* Given passage:
>>
The Evangelical Lutheran Hymnary (ELH) was produced by the worship committee of the Evangelical Lutheran Synod, a group of pastors and congregations who trace their theological lineage through the Norwegian immigration of the nineteenth century and the Synodical Conference of American Lutheranism to the Evangelical Reformation of Denmark and Lutheran Germany in the sixteenth century.
The most immediate parentage of the ELH is the Lutheran Hymnary of 1913 (LHry) and The Lutheran Hymnal of 1941 (TLH).
The ELS attempted the production of a hymnal supplement a number of times over the last 40 years. In each instance the proposed supplement was abandoned for financial and other reasons. Most congregations of the ELS used LHry or TLH, and were comfortable with the diversity of practice. In the late 1980's several congregational circuits of the ELS requested the worship committee to study the possibility of the production of a hymnal that would combine the liturgical and hymnic traditions of the LHry and TLH. As a result of memorials received from congregations of the synod, the 1990 synodical convention directed the worship committee to study the feasibility of hymnal production. The idea was embraced and developed by the ELS worship committee, and was supported by the subsequent annual conventions of the ELS.
The worship committee was also entrusted with the work of fund raising for the book. The book was sold on a pre-publication subscription basis to congregations and friends of the synod, and memorial gifts were invited to further "endow" the project. Without the support of those early subscribers and donors this book would not exist today. The synod owes them an immense debt of gratitude for their support of the project "sight unseen".
Every pastor and congregation in the ELS was invited to study the lists of hymns and the liturgical material that was being proposed for inclusion in the book. Some congregations began using the sample liturgical material, and as a result of their use alterations were made in the proposed texts, music and rubrics. The Doctrine Committee of the ELS also studied the proposed book, made suggestions for modifications, and finalized forms of the revisions of the Creeds. Many individuals offered suggestions, and volunteer proofreaders throughout the synod were especially helpful in preparing the final draft. Though the committee is hesitant to isolate individuals in their thanks it is necessary to especially thank Carol Webber for her exceptional work in proofing the music, texts and attributions of the hymns.
The ELH was never intended to be the official worship resource of the synod. It was designed to serve congregations of the synod along with other orthodox worship resources. As of March 1, 1997, the book is being used by 36 ELS congregations, and has sold over 9000 copies.
<<
* Objective 1: Reproduce, word for word, everything in the passage on the hymnary from "The Evangelical Lutheran Hymnary" down to "of 1941 (TLH).".
* Objective 2: Write out verbatim everything in the rows from the line containing "Keypoint placement: for each instance of the boat window, put" down to the line containing "(1113, 356)", including both of those lines.
The passage on the hymnary and the rows that come after it are independent of each other.

* Source material:
>>
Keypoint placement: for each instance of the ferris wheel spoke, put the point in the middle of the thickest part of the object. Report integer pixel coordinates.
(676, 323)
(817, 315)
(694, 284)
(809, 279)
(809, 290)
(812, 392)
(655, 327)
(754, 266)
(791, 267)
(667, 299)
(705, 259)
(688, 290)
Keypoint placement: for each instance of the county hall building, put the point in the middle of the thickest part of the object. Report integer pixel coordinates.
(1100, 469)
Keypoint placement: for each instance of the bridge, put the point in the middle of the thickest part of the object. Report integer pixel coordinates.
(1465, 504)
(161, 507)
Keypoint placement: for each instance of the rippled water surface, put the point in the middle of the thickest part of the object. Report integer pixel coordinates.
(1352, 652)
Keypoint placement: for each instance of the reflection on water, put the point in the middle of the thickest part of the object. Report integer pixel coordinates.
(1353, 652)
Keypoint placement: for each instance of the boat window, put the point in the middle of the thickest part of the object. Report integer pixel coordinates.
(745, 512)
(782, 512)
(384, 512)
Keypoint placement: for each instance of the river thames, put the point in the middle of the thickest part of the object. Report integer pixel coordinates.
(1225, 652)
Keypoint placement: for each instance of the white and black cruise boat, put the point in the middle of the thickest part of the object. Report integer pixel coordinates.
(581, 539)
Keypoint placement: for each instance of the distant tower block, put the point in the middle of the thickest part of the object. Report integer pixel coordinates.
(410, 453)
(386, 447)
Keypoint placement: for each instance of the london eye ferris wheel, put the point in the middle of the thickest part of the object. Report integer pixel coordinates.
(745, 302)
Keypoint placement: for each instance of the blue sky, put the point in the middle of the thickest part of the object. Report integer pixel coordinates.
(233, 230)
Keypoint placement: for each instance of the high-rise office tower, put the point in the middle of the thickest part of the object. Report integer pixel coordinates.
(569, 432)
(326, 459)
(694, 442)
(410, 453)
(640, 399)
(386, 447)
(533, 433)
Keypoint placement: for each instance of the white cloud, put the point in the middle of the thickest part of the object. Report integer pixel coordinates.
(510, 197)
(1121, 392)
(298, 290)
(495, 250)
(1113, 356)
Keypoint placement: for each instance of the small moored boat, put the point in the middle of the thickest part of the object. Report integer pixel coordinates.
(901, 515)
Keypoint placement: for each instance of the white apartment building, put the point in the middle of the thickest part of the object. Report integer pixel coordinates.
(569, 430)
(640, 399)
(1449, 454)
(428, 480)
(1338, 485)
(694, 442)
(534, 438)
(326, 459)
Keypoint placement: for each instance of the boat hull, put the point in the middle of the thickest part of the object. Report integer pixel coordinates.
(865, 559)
<<
* Finished answer 1:
The Evangelical Lutheran Hymnary (ELH) was produced by the worship committee of the Evangelical Lutheran Synod, a group of pastors and congregations who trace their theological lineage through the Norwegian immigration of the nineteenth century and the Synodical Conference of American Lutheranism to the Evangelical Reformation of Denmark and Lutheran Germany in the sixteenth century.
The most immediate parentage of the ELH is the Lutheran Hymnary of 1913 (LHry) and The Lutheran Hymnal of 1941 (TLH).

* Finished answer 2:
Keypoint placement: for each instance of the boat window, put the point in the middle of the thickest part of the object. Report integer pixel coordinates.
(745, 512)
(782, 512)
(384, 512)
Keypoint placement: for each instance of the river thames, put the point in the middle of the thickest part of the object. Report integer pixel coordinates.
(1225, 652)
Keypoint placement: for each instance of the white and black cruise boat, put the point in the middle of the thickest part of the object. Report integer pixel coordinates.
(581, 539)
Keypoint placement: for each instance of the distant tower block, put the point in the middle of the thickest part of the object. Report integer pixel coordinates.
(410, 453)
(386, 447)
Keypoint placement: for each instance of the london eye ferris wheel, put the point in the middle of the thickest part of the object. Report integer pixel coordinates.
(745, 302)
Keypoint placement: for each instance of the blue sky, put the point in the middle of the thickest part of the object. Report integer pixel coordinates.
(233, 230)
Keypoint placement: for each instance of the high-rise office tower, put the point in the middle of the thickest part of the object. Report integer pixel coordinates.
(569, 432)
(326, 459)
(694, 442)
(410, 453)
(640, 399)
(386, 447)
(533, 433)
Keypoint placement: for each instance of the white cloud, put the point in the middle of the thickest part of the object. Report integer pixel coordinates.
(510, 197)
(1121, 392)
(298, 290)
(495, 250)
(1113, 356)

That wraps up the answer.